=== WRITTEN REQUEST ===
Render each line of the records below as an item in a numbered list, omitting any blank lines. Keep the pictures out of your answer.

(Extracted data entries)
* * *

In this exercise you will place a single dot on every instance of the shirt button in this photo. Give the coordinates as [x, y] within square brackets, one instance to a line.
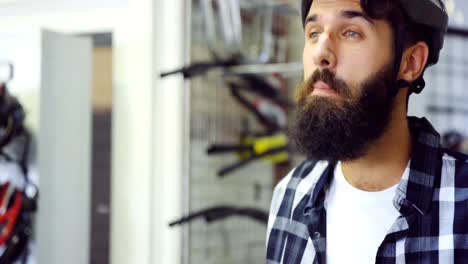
[316, 235]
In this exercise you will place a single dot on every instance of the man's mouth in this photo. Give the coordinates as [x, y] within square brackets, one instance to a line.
[322, 88]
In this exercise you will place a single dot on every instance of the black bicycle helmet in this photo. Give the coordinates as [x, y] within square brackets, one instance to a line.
[429, 13]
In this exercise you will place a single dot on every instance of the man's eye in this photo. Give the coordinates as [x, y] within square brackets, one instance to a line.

* * *

=== EXERCISE SOLUTION ===
1. In this exercise you will place a single dot on every instance of the shirt button in this photo. Give the coordinates as [x, y] within square brackets, one instance to a line.
2. [316, 235]
3. In this exercise you will place a single dot on every instance of the man's mouth in this photo. Give the coordinates as [x, y] within square brackets, one instance to a line.
4. [322, 88]
5. In this exercise you will place a single dot on every instance of the black bicycle helmet in this photo. Give the coordinates as [x, y] within square brackets, one instance to a line.
6. [429, 13]
7. In this exercise you will place a single dot on every instance of the man's eye in this photo. Give the coordinates as [x, y] within square brackets, one instance to a line.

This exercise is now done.